--- start Selected extract ---

Looking at the building from the Opernring, in other words from the front, the historical part from the original 1869 building is visible. The façade remains in Renaissance arched style and the loggia on the Ringstrasse side underline the public character of the building.
 
Fountains

Right and left of the house two old fountains by Josef Gasser can be seen. They represent opposing worlds. Left: Music, Dance, Joy, and Lightheartedness, Right: Loreley, Grief, Love, and Revenge.
 
The Building

The back part of the two part building is clearly wider and houses the stage and the accompanying facilities while the narrower front part houses the auditorium and the publicly accessible rooms. Worth noting are the differing roof shapes: the vaulted roof all around over the higher central parts of the building covering the auditorium
and the stage, the Walm roof on the lateral wings, the Saddle roof on the two-storey links between the lateral wings and the French roof on the corner turrets. The vertical wing sections were originally used as carriage ramps. On the transverse front sides the crest of the Austrian-Hungarian empire can be seen.
 
Interior of the former opera house

Entering through one of the main doors into the box office foyer, which has remained in its original form, gives an immediate impression of the interior of the former opera house which was mostly destroyed on the 12th of March 1945 shortly before the end of hostilities in the Second World War. Remaining in its original form is the entire façade and main foyer, the central stairway (known as the ‘celebratory stairway’), the Schwindfoyer and loggia as well as the Tea Salon on the first floor.

--- end Selected extract ---

# Problem A
Arrange the rows from the line containing "Verify that every instance of the car wheel" through the final row as a JSON list of strings, one string per line, with blank lines left out.

--- start Source data ---

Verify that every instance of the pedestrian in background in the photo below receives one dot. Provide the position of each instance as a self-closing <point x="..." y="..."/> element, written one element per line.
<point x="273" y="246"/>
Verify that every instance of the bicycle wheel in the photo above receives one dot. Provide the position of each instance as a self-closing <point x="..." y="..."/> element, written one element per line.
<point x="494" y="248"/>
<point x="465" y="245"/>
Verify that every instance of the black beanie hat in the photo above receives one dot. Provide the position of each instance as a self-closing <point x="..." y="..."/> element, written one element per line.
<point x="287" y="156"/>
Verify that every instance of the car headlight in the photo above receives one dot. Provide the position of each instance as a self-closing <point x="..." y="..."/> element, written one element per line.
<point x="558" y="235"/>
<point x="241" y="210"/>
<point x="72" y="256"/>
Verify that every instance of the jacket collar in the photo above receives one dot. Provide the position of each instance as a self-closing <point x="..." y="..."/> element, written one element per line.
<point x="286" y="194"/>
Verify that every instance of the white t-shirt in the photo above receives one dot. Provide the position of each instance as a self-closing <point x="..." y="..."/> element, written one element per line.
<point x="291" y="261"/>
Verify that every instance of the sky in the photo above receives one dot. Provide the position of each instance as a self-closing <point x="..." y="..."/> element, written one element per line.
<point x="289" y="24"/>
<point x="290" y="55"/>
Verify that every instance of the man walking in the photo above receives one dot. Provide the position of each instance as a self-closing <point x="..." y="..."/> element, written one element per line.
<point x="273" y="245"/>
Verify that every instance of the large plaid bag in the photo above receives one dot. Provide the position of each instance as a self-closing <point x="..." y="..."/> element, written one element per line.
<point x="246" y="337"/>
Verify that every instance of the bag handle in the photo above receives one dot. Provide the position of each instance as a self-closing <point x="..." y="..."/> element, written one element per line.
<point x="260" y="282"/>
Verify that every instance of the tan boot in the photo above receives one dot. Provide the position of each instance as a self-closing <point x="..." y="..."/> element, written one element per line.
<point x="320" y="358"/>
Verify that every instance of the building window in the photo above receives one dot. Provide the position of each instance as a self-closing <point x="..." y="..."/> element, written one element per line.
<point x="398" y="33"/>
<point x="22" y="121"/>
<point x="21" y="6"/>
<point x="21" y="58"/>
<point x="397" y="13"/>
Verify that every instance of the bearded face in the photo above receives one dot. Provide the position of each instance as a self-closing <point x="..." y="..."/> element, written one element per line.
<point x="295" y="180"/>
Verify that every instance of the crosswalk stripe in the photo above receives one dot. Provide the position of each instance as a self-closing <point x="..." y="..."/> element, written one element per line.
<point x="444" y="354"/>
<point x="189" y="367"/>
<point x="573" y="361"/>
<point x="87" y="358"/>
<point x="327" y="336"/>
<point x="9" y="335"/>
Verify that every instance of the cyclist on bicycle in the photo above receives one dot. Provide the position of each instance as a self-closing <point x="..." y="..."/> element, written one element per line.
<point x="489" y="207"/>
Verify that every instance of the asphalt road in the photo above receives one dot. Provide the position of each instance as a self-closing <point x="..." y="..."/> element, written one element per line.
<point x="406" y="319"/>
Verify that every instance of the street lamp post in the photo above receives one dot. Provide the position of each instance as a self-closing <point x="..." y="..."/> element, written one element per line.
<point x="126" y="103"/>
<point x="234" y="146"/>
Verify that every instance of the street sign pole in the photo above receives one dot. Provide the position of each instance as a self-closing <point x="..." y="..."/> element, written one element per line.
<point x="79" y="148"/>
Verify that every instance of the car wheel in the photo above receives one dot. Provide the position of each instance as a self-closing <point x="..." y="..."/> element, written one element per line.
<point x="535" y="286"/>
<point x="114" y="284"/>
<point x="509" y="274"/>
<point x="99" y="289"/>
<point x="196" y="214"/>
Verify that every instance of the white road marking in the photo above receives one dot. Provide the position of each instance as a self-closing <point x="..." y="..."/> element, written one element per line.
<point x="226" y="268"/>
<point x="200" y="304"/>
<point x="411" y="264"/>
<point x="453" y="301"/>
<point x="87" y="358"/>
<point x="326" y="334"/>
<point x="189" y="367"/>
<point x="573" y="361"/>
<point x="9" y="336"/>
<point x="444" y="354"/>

--- end Source data ---

# Problem B
Name every roof shape mentioned in the text about the opera house building.

# Exercise response A
[
  "Verify that every instance of the car wheel in the photo above receives one dot. Provide the position of each instance as a self-closing <point x=\"...\" y=\"...\"/> element, written one element per line.",
  "<point x=\"535\" y=\"286\"/>",
  "<point x=\"114\" y=\"284\"/>",
  "<point x=\"509\" y=\"274\"/>",
  "<point x=\"99\" y=\"289\"/>",
  "<point x=\"196\" y=\"214\"/>",
  "Verify that every instance of the white road marking in the photo above receives one dot. Provide the position of each instance as a self-closing <point x=\"...\" y=\"...\"/> element, written one element per line.",
  "<point x=\"226\" y=\"268\"/>",
  "<point x=\"200\" y=\"304\"/>",
  "<point x=\"411\" y=\"264\"/>",
  "<point x=\"453\" y=\"301\"/>",
  "<point x=\"87\" y=\"358\"/>",
  "<point x=\"326\" y=\"334\"/>",
  "<point x=\"189\" y=\"367\"/>",
  "<point x=\"573\" y=\"361\"/>",
  "<point x=\"9\" y=\"336\"/>",
  "<point x=\"444\" y=\"354\"/>"
]

# Exercise response B
Vaulted roof
Walm roof
Saddle roof
French roof